Action item:
Restate the whole listing word for word, missing no line.

Records provided:

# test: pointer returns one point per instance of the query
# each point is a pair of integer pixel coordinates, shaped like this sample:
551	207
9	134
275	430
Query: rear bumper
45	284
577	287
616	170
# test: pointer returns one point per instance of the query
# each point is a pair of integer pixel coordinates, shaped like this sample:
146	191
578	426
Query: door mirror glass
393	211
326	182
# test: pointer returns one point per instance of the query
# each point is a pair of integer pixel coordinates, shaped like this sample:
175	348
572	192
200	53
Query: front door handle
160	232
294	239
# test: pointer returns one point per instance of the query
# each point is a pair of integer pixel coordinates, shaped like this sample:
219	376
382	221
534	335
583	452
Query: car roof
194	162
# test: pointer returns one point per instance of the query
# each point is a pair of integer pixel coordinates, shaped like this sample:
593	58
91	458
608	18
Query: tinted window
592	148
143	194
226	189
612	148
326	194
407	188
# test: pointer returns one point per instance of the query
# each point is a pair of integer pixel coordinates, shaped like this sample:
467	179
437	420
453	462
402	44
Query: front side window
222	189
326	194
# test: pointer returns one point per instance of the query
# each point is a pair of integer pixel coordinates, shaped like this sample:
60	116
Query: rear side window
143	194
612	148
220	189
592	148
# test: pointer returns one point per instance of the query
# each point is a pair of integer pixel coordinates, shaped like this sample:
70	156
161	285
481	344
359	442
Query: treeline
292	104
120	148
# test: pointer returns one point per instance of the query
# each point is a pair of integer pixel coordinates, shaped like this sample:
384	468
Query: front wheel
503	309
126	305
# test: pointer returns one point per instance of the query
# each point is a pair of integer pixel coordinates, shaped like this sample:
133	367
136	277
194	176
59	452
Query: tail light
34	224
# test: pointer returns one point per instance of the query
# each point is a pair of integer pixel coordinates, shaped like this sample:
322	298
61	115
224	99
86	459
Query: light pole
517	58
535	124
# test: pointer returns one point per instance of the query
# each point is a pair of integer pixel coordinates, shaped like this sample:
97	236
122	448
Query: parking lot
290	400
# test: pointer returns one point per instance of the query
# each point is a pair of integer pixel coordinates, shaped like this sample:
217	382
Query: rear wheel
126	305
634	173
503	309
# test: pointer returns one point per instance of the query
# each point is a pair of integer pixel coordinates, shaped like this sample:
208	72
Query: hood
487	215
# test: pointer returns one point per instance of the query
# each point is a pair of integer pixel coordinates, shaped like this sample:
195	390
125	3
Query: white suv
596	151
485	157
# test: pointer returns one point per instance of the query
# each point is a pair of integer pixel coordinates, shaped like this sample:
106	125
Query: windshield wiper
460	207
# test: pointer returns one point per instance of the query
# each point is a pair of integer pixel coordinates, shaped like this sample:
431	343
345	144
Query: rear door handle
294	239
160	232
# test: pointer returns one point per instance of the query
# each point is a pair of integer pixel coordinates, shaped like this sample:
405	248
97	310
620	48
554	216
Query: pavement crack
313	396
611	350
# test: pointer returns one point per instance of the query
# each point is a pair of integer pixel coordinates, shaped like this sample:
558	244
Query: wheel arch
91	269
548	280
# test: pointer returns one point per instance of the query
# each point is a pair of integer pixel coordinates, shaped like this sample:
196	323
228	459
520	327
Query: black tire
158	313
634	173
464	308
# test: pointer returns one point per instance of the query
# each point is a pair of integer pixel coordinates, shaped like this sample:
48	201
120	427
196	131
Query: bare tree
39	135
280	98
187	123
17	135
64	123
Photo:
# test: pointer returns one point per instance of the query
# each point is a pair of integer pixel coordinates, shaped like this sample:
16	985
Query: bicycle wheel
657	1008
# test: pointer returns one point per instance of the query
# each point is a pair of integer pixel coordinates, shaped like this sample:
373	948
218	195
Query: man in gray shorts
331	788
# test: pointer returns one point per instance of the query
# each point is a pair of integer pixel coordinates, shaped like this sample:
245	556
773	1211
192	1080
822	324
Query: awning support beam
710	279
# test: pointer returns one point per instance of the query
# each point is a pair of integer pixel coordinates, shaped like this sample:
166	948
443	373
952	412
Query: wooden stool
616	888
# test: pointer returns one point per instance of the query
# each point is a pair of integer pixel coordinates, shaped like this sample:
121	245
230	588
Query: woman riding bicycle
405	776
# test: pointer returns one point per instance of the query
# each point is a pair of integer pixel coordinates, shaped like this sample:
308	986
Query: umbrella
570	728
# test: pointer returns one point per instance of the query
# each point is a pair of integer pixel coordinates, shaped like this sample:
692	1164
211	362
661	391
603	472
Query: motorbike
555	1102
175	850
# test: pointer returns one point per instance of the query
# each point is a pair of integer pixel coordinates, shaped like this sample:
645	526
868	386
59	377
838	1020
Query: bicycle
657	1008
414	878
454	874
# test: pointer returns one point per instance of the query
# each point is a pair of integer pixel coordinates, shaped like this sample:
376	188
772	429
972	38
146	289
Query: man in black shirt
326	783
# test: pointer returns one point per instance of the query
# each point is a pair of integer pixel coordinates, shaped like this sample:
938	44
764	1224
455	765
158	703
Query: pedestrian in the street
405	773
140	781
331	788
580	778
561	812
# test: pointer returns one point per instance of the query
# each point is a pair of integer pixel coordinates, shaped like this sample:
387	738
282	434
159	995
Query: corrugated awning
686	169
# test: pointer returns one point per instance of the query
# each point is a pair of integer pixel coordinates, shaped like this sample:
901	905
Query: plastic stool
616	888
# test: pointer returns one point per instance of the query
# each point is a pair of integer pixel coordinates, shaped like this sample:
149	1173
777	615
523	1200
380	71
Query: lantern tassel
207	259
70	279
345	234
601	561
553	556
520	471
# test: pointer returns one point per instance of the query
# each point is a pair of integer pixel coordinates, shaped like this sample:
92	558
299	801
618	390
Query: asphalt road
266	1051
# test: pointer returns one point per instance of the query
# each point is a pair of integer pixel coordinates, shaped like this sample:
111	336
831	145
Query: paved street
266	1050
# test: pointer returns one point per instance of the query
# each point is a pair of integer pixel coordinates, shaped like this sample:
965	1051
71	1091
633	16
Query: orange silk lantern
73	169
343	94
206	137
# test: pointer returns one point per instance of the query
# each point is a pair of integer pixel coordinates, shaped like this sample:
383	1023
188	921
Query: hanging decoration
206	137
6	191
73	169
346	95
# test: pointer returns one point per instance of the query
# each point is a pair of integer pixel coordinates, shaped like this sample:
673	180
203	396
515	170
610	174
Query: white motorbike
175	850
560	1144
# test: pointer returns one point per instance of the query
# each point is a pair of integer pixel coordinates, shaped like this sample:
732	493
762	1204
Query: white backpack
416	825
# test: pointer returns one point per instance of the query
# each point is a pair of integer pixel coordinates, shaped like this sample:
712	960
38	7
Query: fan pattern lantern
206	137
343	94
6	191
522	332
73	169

Task response:
# test: pointer returns one point per instance of the query
# each point is a pair of integer pixel coordinates, shaped like this sample:
551	207
9	134
275	430
Query: rear bumper
45	284
577	287
616	170
# test: pointer returns one point per instance of the query
# each point is a pair of integer pixel coordinates, shaped like this sample:
146	191
578	426
Query: door mirror glass
393	211
326	182
# test: pointer returns one point per instance of the query
# each point is a pair of integer pixel coordinates, shaped like this sample:
175	348
572	192
200	53
Query: front door handle
160	232
294	239
# test: pointer returns one point per instance of the query
# each point is a pair of integer pixel coordinates, shaped like this sample:
219	376
382	221
534	335
583	452
Query: car roof
194	162
# test: pointer returns one point per instance of the query
# each point is a pair of integer pixel coordinates, shaped like this sample:
593	58
91	458
608	18
Query: tinted window
592	148
143	194
226	189
612	148
326	194
407	188
# test: pointer returns one point per instance of the query
# each point is a pair of integer pixel coordinates, shaped like this sample:
467	179
437	420
453	462
402	44
Query: front side window
222	189
326	194
# test: pointer returns one point per instance of the query
# each point is a pair of integer pixel coordinates, shaped like this sample:
60	116
Query: rear side window
143	194
612	148
220	189
592	148
# test: pointer returns one point per instance of the query
# each point is a pair of integer pixel coordinates, shaped like this sample:
70	156
161	285
481	344
359	442
Query: treeline
292	104
120	148
# test: pointer returns one point per instance of the query
# each point is a pair of integer pixel coordinates, shaped like this sample:
384	468
Query: front wheel
503	309
126	305
# test: pointer returns one point per instance of the query
# each point is a pair of integer pixel coordinates, shaped like this sample:
133	367
136	277
194	176
59	452
Query: tail light
34	224
# test: pointer returns one point per instance of the query
# each point is a pair of integer pixel coordinates, shaped like this sample:
322	298
61	115
224	99
86	459
Query: light pole
517	58
535	124
# test: pointer returns one point per instance of the query
# each point is a pair of integer pixel coordinates, shaped like this sample:
97	236
122	448
Query: parking lot
290	400
# test: pointer returns one point per instance of the query
# each point is a pair of integer pixel coordinates, shaped like this sample:
217	382
Query: rear wheel
126	305
634	173
503	309
# test: pointer returns one point per instance of the query
# each point is a pair of integer pixel coordinates, shaped like this sample:
208	72
Query: hood
487	215
# test: pointer returns one point per instance of the query
# each point is a pair of integer pixel coordinates, shaped like this sample:
195	390
125	3
Query: white suv
596	151
485	157
# test: pointer returns one point per instance of the query
# each point is a pair of integer pixel coordinates, shaped like this sample:
106	125
Query: windshield wiper
460	207
# test: pointer returns one point per instance of the query
# each point is a pair of integer pixel coordinates, shaped like this sample:
431	343
345	144
Query: rear door handle
294	239
160	232
# test: pointer returns one point per instance of the query
# each point is a pair of integer pixel coordinates, shaped like this sample:
405	248
97	310
620	48
554	216
Query: pavement crack
313	396
611	350
# test: pointer returns one point per instance of the query
# each point is a pair of integer pixel coordinates, shaped like this sample:
558	244
Query: wheel arch
91	269
548	280
# test: pointer returns one point per instance of the query
# each point is a pair of integer pixel coordinates, shaped like this sample:
196	323
228	459
520	327
Query: black tire
158	313
634	173
464	308
# test: pointer returns one point per instance of the query
# each point is a pair of integer pixel coordinates, shaped like this sample:
48	201
120	427
196	131
Query: bare tree
39	135
280	98
187	123
17	135
64	123
Photo:
# test: pointer returns one point per instance of the query
# each point is a pair of integer pixel coordinates, shaped like this sample:
16	985
Query: bicycle wheel
657	1008
# test: pointer returns one point per instance of the query
# each point is a pair of integer pixel coordinates, shaped like this sample:
373	948
218	195
Query: man in gray shorts
331	788
# test: pointer returns one point per instance of the query
# each point is a pair of integer pixel coordinates, shaped like this sample:
245	556
773	1211
192	1080
822	324
Query: awning support beam
710	279
# test: pointer returns one point per instance of the query
# each point is a pair of integer pixel coordinates, shaped like this sample:
166	948
443	373
952	412
Query: wooden stool
616	888
# test: pointer returns one point per instance of the query
# each point is a pair of integer pixel coordinates, shaped like this sample:
121	245
230	588
Query: woman riding bicycle
405	776
# test: pointer returns one point per instance of the query
# each point is a pair of integer pixel coordinates, shaped like this sample:
308	986
Query: umbrella
570	728
# test: pointer returns one point per instance of the query
# each point is a pair of integer pixel coordinates, shaped like this sample:
692	1164
211	362
661	391
603	472
Query: motorbike
555	1102
175	850
# test: pointer returns one point per instance of the query
# each point is a pair of integer pixel coordinates, shaped like this sample:
645	526
868	386
59	377
838	1020
Query: bicycle
657	1008
414	878
454	874
# test: pointer returns one point per instance of the query
# each point is a pair of integer pixel coordinates, shaped like this sample:
376	188
772	429
972	38
146	289
Query: man in black shirt
326	783
# test: pointer returns one point per instance of the query
# each point is a pair of integer pixel coordinates, shaped like this sample:
938	44
764	1224
455	765
158	703
Query: pedestrian in the street
405	773
140	781
331	788
580	778
561	812
# test: pointer returns one point per instance of the query
# each point is a pair of integer pixel coordinates, shaped like this sample:
387	738
282	434
159	995
Query: corrugated awning
686	169
# test: pointer returns one point per instance of the query
# each point is a pair of integer pixel coordinates, shaped like this sample:
901	905
Query: plastic stool
616	888
# test: pointer returns one point per instance of the query
# each point is a pair of integer pixel coordinates, shaped like this sample:
149	1173
777	615
523	1200
380	71
Query: lantern tassel
207	259
70	279
345	234
601	561
553	556
520	471
# test: pointer returns one point per instance of the query
# each point is a pair of integer pixel coordinates, shaped like this sample:
92	558
299	801
618	390
Query: asphalt road
266	1051
# test: pointer returns one point per instance of the query
# each point is a pair of integer pixel coordinates, shaped like this sample:
111	336
831	145
Query: paved street
266	1050
# test: pointer returns one point per instance of the query
# each point is a pair of integer pixel coordinates, shaped like this sample:
965	1051
71	1091
633	16
Query: orange silk lantern
73	169
343	94
206	137
# test: pointer returns one point per instance of the query
# each point is a pair of integer pixel coordinates, shaped like this sample:
383	1023
188	921
Query: hanging decoration
206	137
6	191
73	169
346	95
# test: pointer returns one point per instance of the query
# each point is a pair of integer pixel coordinates, shaped like this sample:
673	180
203	396
515	170
610	174
Query: white motorbike
175	850
560	1144
# test: pointer returns one point per instance of the query
# each point is a pair of integer pixel coordinates, shaped like this sample:
732	493
762	1204
Query: white backpack
416	825
# test: pointer returns one point per instance of the query
# each point is a pair of integer pixel coordinates, shaped like this sample:
712	960
38	7
Query: fan pattern lantern
206	137
343	94
6	191
522	332
73	169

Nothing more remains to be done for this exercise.